▶ TEXT SECTION
06 November, 2013

Why Capitalism (literally) Stinks

John Ralston Saul comments very presciently on the idea that the market works for the general good in his book “Voltaire’s Bastards: The Dictatorship of Reason in the West” (The Free Press, New York City, 1992).  


Take public heath, for example. In the late seventeenth century Paris was without a sanitary system — its streets were a gigantic latrine for five hundred thousand people. The terraces of the king's palace — the Tuileries — smelled so strong that no one dared go onto them except to relieve themselves.   

At that point in history, the modern administrative structure was in its infancy, limited to little more than the maitres de requétes.  An early form of ombudsmen, they were judges who listened to complaints and requests addressed to the king. Richelieu had not even begun his razing of city walls with the idea of making central administrative control possible.  

One hundred and fifty years later, in 1844, very little had changed. Six hundred thousand of the 912,000 residents of Paris lived in slums. At Montfaucon, in the north of the city, transporters of excrement, who had been collecting door-to-door during the night, dumped their loads into great swamps of the same matter. Men spent their lives living on these shores and wading out every day in search of small objects they might sell. At Lille, in the 1860s, in the working-class district of  Saint-Sauveur, 95 percent of the children died before the age of five.

▶ INSTRUCTIONS FOR THE TASK
Could you carry on the passage on sanitation in Paris and Lille, picking up after its final sentence? The material is separate from the passage on sanitation in Paris and Lille.

▶ DATA PROVIDED

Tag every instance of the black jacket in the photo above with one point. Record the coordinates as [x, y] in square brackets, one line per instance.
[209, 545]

▶ RESPONSE TO THE EXERCISE
Paris Sewer in 1966
The famed Paris sewer system was created over a long period in the second half of the last century. The long delays were largely due to the virulent opposition of the property owners, who did not want to pay to install sanitary piping in their buildings. These people were the New Right of their day. The Prefect of Paris, Monsieur Poubelle, succeeded in forcing garbage cans on the property owners in 1887 only after a ferocious public battle. This governmental interference in the individual’s right to throw his garbage into the street -- which was, in reality, the property owner's right to leave his tenants no other option -- made Poubelle into the "cryptosocialist" of the hour. In 1900 the owners were still fighting against the obligations both to put their buildings on the public sewer system and to cooperate in the collection of garbage. In 1904 in the eleventh arrondissement, a working-class district, only two thousand out of eleven thousand buildings had been piped into the sewer system. By 1910 a little over half the city's buildings were on the sewers and only half the cities in France had any sewers at all.   

Photos of early-twentieth-century Marseilles show great piles of refuse and excrement down the centre of the streets. Cholera outbreaks were common and ravaged the population. In 1954 the last city without, St. Remy de Provence, installed sewers.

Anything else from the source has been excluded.